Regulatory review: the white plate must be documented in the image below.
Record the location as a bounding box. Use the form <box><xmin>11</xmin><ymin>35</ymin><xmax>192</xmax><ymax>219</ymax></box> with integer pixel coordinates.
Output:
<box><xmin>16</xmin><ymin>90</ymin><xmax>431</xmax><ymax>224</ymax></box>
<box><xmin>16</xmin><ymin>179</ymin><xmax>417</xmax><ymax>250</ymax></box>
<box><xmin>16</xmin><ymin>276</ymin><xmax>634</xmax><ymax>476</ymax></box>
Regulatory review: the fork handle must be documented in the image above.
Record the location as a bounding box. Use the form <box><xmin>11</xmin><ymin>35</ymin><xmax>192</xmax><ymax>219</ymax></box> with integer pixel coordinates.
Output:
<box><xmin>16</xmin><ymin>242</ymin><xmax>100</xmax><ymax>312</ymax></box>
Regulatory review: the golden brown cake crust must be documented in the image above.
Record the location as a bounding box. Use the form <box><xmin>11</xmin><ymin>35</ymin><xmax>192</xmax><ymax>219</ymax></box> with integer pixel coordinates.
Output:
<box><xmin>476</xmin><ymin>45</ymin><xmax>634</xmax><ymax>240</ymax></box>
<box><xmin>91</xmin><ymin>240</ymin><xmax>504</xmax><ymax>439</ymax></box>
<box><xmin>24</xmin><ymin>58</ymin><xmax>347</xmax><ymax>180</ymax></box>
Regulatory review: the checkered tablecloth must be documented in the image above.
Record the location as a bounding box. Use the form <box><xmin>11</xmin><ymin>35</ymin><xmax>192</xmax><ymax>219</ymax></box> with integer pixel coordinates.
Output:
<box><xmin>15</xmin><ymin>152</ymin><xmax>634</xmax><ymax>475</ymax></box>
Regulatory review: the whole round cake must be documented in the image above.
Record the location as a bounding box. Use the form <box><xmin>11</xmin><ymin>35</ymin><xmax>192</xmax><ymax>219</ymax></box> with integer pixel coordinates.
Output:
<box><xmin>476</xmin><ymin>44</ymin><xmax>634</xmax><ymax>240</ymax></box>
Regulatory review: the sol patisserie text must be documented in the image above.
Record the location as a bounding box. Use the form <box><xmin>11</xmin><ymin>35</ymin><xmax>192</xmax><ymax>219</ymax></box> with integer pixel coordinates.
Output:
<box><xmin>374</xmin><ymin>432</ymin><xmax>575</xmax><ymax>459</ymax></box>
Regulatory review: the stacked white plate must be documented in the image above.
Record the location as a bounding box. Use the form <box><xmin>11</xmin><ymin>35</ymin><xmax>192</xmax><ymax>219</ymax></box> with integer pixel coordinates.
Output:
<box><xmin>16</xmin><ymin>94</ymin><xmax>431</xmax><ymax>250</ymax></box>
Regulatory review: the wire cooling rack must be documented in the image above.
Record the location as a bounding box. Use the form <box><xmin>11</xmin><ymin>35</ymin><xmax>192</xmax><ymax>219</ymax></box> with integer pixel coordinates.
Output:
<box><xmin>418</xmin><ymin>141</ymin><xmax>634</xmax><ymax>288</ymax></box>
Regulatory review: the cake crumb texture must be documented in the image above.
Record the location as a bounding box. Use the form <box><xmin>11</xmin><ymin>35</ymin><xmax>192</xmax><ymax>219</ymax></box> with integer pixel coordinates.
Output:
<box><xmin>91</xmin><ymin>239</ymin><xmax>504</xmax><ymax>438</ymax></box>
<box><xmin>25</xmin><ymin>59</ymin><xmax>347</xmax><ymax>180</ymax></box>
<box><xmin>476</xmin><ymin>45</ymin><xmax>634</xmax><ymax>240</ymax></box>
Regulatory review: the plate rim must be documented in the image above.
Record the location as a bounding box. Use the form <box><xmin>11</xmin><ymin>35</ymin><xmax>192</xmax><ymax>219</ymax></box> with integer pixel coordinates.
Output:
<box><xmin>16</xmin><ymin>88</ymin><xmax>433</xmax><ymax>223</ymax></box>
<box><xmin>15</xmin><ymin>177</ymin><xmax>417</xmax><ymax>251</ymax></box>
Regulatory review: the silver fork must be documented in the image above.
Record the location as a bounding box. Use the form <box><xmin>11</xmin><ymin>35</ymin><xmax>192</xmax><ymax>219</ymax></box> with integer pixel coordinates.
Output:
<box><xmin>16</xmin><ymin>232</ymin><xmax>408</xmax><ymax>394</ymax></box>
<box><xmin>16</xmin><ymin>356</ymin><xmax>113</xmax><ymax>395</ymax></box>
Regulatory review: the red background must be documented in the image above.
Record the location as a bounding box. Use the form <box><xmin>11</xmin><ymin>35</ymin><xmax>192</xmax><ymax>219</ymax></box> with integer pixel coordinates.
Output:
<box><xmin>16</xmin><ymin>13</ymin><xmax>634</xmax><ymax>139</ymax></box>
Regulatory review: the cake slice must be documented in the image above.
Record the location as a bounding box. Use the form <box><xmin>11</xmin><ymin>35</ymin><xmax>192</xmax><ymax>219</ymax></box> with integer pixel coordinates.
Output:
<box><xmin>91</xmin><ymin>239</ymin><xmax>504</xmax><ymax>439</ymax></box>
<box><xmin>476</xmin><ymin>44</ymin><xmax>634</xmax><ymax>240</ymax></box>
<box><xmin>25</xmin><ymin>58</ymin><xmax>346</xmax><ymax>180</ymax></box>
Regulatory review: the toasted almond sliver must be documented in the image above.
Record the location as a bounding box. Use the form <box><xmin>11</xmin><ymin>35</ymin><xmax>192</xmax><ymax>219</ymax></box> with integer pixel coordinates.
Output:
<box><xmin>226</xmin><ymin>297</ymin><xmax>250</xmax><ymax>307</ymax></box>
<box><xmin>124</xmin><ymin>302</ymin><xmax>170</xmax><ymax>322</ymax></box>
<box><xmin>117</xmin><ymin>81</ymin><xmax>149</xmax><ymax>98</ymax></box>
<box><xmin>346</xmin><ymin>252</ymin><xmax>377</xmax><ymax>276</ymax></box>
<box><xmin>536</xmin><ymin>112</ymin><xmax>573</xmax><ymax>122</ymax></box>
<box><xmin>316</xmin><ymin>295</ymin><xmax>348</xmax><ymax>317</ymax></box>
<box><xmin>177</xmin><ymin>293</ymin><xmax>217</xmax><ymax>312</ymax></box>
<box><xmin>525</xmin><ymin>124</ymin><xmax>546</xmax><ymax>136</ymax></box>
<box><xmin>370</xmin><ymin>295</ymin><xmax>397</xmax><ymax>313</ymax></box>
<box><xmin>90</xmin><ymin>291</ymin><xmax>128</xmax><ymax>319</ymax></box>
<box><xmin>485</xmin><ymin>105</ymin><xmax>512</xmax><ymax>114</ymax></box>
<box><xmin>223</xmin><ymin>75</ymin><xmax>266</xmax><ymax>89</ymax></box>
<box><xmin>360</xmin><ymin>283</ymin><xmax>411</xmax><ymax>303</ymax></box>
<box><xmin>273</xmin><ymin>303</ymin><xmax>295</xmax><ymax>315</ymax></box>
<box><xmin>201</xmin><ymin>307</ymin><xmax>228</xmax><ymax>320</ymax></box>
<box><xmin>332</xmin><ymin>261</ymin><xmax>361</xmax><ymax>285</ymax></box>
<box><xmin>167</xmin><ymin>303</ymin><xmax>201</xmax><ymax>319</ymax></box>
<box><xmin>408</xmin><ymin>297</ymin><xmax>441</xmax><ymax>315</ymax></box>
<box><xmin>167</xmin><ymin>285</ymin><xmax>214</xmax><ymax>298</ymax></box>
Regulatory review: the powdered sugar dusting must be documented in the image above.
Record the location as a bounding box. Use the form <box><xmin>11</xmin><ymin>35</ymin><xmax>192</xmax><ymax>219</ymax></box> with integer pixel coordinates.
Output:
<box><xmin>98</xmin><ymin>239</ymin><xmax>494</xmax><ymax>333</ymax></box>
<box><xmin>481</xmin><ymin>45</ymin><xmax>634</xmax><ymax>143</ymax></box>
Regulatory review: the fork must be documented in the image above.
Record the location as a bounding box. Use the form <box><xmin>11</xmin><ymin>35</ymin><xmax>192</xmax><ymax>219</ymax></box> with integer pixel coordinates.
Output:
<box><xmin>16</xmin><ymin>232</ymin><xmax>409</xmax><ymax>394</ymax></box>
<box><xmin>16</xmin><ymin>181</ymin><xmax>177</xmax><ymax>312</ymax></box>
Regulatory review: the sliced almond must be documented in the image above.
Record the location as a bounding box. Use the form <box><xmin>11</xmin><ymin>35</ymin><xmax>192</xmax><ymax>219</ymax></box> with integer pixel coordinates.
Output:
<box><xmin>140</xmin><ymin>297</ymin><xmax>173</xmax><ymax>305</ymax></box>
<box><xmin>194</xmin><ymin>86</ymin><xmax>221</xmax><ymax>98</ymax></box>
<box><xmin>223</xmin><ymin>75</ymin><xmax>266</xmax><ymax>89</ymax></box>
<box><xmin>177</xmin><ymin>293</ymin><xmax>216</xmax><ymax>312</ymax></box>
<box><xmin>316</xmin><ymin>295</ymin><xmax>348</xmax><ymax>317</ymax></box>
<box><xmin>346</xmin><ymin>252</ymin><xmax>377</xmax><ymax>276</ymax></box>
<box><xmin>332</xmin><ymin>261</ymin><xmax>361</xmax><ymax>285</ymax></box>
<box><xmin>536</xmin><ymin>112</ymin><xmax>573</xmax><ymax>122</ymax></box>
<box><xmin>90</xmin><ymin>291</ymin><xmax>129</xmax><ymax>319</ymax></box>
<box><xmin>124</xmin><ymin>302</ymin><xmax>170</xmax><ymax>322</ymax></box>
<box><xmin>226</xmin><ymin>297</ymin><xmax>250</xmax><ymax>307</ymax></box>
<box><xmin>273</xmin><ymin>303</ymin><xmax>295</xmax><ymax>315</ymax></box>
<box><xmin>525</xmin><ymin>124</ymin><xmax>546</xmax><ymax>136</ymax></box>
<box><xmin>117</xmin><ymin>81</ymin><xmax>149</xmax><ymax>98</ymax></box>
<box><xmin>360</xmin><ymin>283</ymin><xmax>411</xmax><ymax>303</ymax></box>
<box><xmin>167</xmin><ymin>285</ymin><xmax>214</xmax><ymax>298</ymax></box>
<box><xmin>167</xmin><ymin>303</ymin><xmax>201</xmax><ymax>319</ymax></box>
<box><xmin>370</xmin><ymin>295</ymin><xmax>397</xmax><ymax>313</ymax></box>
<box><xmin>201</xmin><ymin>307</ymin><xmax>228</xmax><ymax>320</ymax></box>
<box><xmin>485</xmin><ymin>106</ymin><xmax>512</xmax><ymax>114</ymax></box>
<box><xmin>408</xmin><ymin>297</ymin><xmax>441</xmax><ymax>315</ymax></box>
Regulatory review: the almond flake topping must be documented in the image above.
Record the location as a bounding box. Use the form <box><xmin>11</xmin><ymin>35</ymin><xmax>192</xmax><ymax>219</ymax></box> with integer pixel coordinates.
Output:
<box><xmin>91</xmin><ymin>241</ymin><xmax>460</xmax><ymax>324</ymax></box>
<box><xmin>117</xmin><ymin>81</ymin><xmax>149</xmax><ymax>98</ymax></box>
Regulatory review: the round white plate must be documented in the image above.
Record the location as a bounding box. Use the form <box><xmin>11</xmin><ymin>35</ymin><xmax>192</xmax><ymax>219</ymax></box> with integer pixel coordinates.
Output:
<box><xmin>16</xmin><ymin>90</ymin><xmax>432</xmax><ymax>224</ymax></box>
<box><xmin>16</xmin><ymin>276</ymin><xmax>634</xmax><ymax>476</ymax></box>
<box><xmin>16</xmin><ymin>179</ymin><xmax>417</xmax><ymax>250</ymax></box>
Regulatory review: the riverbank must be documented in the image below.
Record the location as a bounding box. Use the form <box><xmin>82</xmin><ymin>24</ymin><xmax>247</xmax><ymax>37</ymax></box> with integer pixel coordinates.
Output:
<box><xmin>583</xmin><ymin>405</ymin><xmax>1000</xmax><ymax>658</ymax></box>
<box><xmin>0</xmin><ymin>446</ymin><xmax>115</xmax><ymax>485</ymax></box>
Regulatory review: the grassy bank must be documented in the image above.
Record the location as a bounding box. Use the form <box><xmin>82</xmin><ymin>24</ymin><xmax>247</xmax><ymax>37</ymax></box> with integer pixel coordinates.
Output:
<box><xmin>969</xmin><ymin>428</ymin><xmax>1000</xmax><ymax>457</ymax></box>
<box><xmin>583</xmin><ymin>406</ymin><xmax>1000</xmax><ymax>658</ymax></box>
•••
- _WHAT NEEDS TO BE DONE_
Copy the data above word for word. Begin at the line that contains "Regulatory review: the grassy" and continue through the last line of the data.

- _PROBLEM SOLUTION_
Regulatory review: the grassy bank must be documented in the image above.
Record the location as a bounding box. Use the form <box><xmin>82</xmin><ymin>24</ymin><xmax>247</xmax><ymax>37</ymax></box> with integer pixel coordinates.
Output:
<box><xmin>969</xmin><ymin>428</ymin><xmax>1000</xmax><ymax>457</ymax></box>
<box><xmin>583</xmin><ymin>406</ymin><xmax>1000</xmax><ymax>658</ymax></box>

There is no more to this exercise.